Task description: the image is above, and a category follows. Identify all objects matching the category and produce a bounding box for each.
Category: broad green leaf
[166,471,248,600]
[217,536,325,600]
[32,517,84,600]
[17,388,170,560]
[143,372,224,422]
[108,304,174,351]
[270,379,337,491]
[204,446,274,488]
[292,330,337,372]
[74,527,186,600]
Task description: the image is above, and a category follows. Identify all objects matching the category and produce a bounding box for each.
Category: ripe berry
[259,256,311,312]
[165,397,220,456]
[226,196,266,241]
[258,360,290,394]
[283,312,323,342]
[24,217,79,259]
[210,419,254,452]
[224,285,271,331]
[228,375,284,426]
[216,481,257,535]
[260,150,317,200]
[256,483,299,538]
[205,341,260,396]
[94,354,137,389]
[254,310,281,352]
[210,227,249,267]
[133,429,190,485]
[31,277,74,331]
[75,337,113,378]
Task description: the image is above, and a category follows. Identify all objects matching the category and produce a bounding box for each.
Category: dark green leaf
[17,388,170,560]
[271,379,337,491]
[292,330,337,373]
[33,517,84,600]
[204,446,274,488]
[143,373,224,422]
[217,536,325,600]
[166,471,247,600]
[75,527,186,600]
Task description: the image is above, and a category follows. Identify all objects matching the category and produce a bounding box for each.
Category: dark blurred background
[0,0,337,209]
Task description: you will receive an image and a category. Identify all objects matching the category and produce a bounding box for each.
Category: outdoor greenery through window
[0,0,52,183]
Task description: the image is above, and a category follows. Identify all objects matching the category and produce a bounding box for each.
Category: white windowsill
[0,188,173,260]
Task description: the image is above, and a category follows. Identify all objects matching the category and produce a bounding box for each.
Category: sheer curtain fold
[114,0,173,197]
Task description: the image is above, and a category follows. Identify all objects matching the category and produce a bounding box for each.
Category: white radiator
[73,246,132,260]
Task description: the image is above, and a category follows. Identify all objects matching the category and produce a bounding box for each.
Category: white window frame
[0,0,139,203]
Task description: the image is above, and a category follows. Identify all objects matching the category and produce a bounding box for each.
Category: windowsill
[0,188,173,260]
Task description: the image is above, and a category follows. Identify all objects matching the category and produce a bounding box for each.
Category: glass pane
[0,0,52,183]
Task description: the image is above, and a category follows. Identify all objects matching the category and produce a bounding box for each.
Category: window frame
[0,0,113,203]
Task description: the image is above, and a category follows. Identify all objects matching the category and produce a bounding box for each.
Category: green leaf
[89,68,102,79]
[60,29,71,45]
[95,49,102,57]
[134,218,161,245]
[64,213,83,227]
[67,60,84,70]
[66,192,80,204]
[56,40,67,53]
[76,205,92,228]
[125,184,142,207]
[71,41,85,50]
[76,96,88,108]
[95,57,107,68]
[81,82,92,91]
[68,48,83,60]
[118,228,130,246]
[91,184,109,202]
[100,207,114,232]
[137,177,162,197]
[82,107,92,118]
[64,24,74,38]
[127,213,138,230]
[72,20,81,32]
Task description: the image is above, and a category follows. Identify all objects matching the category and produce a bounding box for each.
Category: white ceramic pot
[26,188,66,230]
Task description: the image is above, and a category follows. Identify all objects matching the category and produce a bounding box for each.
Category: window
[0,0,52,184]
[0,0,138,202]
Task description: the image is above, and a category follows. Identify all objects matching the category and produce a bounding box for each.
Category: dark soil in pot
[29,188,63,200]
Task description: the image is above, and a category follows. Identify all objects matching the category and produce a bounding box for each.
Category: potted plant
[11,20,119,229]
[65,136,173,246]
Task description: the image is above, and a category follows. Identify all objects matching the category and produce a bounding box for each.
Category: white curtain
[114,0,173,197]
━━━━━━━━━━━━━━━━━━━━━━━━━━━━━━
#### Prompt:
Copy out every line of the listing above without changing anything.

#### The completed task:
Task description: the image is above, and a category follows. Identify all objects matching the category and produce a bounding box for each.
Category: broad green leaf
[166,471,248,600]
[217,536,325,600]
[32,517,84,600]
[17,388,170,560]
[143,372,224,422]
[108,304,174,351]
[270,379,337,491]
[204,446,274,488]
[292,330,337,372]
[74,527,186,600]
Task description: the image is above, and a category follows. Identify all objects matching the category and produce a bounding box for each.
Category: ripe berry
[259,256,311,312]
[165,397,220,456]
[226,196,266,241]
[258,360,290,394]
[283,312,323,342]
[24,217,79,259]
[210,419,254,452]
[224,285,271,331]
[228,375,284,426]
[216,481,257,535]
[260,150,317,200]
[256,483,299,538]
[205,341,260,396]
[94,354,137,389]
[254,310,281,352]
[210,227,249,267]
[133,429,190,485]
[31,277,74,331]
[75,337,113,378]
Task description: the image is above, and a category follows. Identify all objects matching the category and produce a bounding box for each.
Category: dark green leaf
[17,388,170,560]
[271,379,337,491]
[292,330,337,373]
[33,517,84,600]
[204,446,274,488]
[143,373,224,422]
[217,536,325,600]
[166,471,247,600]
[75,527,186,600]
Task description: the image is above, and a category follows. Identify all objects matching the category and produce a bounding box for each.
Category: dark blurred background
[0,0,337,209]
Task description: you will receive an image and a category. Identify all objects matching the category and produce a bounding box for each.
Category: outdoor greenery through window
[0,0,52,183]
Task description: the image is above, and a category follows. Identify all objects matching the category and produce a bounding box for each.
Category: white windowsill
[0,188,173,260]
Task description: the image is above, and a category follows. Identify all objects matching the category and produce a bounding box for each.
Category: sheer curtain fold
[114,0,173,197]
Task description: the image is above, and a category follows. Identify all objects matching the category and produce a bounding box for each.
Category: white radiator
[73,246,132,260]
Task description: the image is above, and a category follows. Identify all objects matching the category and produce a bounding box for each.
Category: white window frame
[0,0,139,203]
Task description: the image is above, and a category follows. Identify all objects matching the category and produce a bounding box for each.
Category: windowsill
[0,188,173,260]
Task description: the image is above, and a category follows. Identify all objects matching the category and produce a bounding box for each.
Category: glass pane
[0,0,52,183]
Task description: the image is above, and a category follows. Identify all objects matching the category and produce a bounding box for each.
Category: window frame
[0,0,113,203]
Task description: the image is above, and a category follows. Identify all objects matching the category and produce a bounding box for each.
Category: green leaf
[89,68,102,79]
[60,29,71,45]
[95,49,102,57]
[134,218,161,245]
[64,213,83,227]
[67,60,84,70]
[66,192,80,204]
[56,40,67,53]
[76,205,92,228]
[125,184,142,207]
[71,41,85,50]
[76,96,88,108]
[95,57,107,68]
[81,82,92,91]
[68,48,83,60]
[118,228,130,246]
[91,184,109,202]
[100,207,114,232]
[137,177,162,197]
[82,107,92,118]
[64,24,74,38]
[127,213,138,230]
[72,20,81,32]
Task description: the image is above, and a category follows. Identify all objects matching the category and produce a bounding box for each.
Category: white ceramic pot
[26,188,66,230]
Task description: the image is above, and a category follows. Identify all objects matching the category and produce a bounding box for each.
Category: window
[0,0,52,184]
[0,0,138,202]
Task description: the image is above, and a category follows. Identify all objects matching the category and produce a bounding box for each.
Category: dark soil in pot
[29,188,63,200]
Task description: the image is above, and a category follows. Identify all objects matching the category and produce a bounding box for each.
Category: potted plant
[11,20,119,229]
[65,136,173,246]
Task description: the image is above, and a category follows. Identify all objects matching the category and produce a bounding box for each.
Category: white curtain
[114,0,173,197]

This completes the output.